Text to read:
----------

What sorrow must fill Mary's heart! How she must have felt meeting her son as he carried the cross on the Via Dolorosa (the sorrowful road). And then she had to watch him being nailed to the cross. Once again, a sword pierces Mary's soul: we are reminded of the prophecy of Simeon at the presentation of the infant Jesus in the Temple (Luke 2:35).

The loved ones of Jesus are with him in John's Gospel. There are four at the foot of the cross, Mary his mother, John - the disciple whom he loved, his mother's sister Mary the wife of Cleopas, and Mary Magdalene. He addresses his third word to his mother Mary and John, the only eye-witness of the Gospel writers.

Jesus again rises above the occasion as he cares for the ones that love him. The good son that he is, Jesus is concerned about looking after his mother.  Honor your father and mother was a prime commandment in God’s law. Jesus perfectly fulfilled this.

Reading 4: Matthew 27:45-49

THE FOURTH SAYING "My God, my God, why have you forsaken me?Matthew 27:46 and Mark 15:34.

This was the only expression of Jesus in the Gospels of Matthew and Mark. Both Gospels relate that it was in the ninth hour, after 3 hours of darkness, that he cried out this fourth word. The ninth hour was 3.00 pm in Judea. Jesus of Nazareth fulfills the Messianic prophecy of the suffering servant of the Lord (Isaiah 53:12, Mark 15:28, Luke 24:46). After the fourth Word, Mark related with a horrible sense of finality, "And Jesus uttered a loud cry, and breathed his last" (Mark 15:37).

The anguished tone of this expression is in contrast to the first three words of Jesus. He feels separated from his Father. This cry is from the painful heart of Jesus who felt deserted by His Father. We know the Father would not forsake him. The Father is ever faithful to His own, but Jesus felt forsaken. In the garden of Gethsemane, in his anguish, the Father sent an angel to strengthen him. Now in his anguish on the cross there was no angel openly appeared. In Hebrews 5:7 we learn that he cried to the one who could save him from death and “was heard”. He knew his death would be a temporary “three days and three nights in the heart of the earth”, but should he fail this final test, and not continue in submission to the Father’s will, he would perish, die for ever. The Father did hear his cry so he did continue faithfully to submit, and so he conquered death. But he felt forsaken, even his companions, the disciples, had "all left him and fled" (Matthew 26:56, Mark 14:50). As if to emphasize his loneliness, Mark (15:40) even has his loved ones "looking on from afar." Jesus is now all alone, and he must face death by himself.

But is not this exactly what happens to all of us when we die? We too are all alone at the time of death! Jesus completely lives the human experience as we do, and by doing so, frees us from the clutches of sin.

----------

(Data items)
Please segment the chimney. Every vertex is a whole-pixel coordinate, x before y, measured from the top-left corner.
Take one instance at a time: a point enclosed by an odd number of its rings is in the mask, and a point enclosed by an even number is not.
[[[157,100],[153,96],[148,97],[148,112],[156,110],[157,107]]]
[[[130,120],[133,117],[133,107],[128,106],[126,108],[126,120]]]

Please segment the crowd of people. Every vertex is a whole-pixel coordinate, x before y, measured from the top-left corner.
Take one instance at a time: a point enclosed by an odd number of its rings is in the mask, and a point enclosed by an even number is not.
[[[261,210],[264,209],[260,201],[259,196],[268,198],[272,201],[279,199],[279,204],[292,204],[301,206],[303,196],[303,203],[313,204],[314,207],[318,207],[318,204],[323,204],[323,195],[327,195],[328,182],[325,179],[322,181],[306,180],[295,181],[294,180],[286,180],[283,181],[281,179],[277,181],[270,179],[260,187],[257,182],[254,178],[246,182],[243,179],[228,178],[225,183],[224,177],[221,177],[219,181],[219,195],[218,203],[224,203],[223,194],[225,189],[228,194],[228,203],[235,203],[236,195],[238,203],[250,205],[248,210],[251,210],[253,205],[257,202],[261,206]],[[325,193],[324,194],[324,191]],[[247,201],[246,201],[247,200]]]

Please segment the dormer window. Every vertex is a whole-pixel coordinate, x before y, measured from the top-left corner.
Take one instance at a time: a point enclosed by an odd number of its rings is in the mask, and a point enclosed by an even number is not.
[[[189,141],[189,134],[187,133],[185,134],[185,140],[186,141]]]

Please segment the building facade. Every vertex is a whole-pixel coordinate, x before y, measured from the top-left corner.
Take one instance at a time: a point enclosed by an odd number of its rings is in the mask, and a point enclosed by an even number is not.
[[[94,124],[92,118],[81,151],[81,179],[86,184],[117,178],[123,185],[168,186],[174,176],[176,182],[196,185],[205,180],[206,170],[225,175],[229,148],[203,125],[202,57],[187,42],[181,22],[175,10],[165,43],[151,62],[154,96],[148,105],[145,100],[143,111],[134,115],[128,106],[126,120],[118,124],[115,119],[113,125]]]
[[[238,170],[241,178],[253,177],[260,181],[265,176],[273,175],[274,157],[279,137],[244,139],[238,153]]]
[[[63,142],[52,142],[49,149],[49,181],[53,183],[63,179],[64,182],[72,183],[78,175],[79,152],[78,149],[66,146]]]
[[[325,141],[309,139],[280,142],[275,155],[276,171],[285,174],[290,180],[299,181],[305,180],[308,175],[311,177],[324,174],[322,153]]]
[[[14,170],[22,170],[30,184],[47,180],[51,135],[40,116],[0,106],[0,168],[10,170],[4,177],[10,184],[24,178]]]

----------

Parts of the exercise:
A. From the passage on the cross, return the text from "What sorrow must" up to and including "the Gospel writers.".
B. According to the passage on the cross, what time in Judea was the ninth hour?
C. Say whether each statement agrees with the passage on the cross, and quote the words that decide it: (i) In John's Gospel, five people stand at the foot of the cross. (ii) The fourth saying is the only expression of Jesus in the Gospels of Matthew and Mark. (iii) In the garden of Gethsemane, an angel was sent to strengthen Jesus.

Results of the exercise:
A.
What sorrow must fill Mary's heart! How she must have felt meeting her son as he carried the cross on the Via Dolorosa (the sorrowful road). And then she had to watch him being nailed to the cross. Once again, a sword pierces Mary's soul: we are reminded of the prophecy of Simeon at the presentation of the infant Jesus in the Temple (Luke 2:35).

The loved ones of Jesus are with him in John's Gospel. There are four at the foot of the cross, Mary his mother, John - the disciple whom he loved, his mother's sister Mary the wife of Cleopas, and Mary Magdalene. He addresses his third word to his mother Mary and John, the only eye-witness of the Gospel writers.

B. 3.00 pm

C.
(i) No: "There are four at the foot of the cross"
(ii) Yes: "This was the only expression of Jesus in the Gospels of Matthew and Mark."
(iii) Yes: "In the garden of Gethsemane, in his anguish, the Father sent an angel to strengthen him."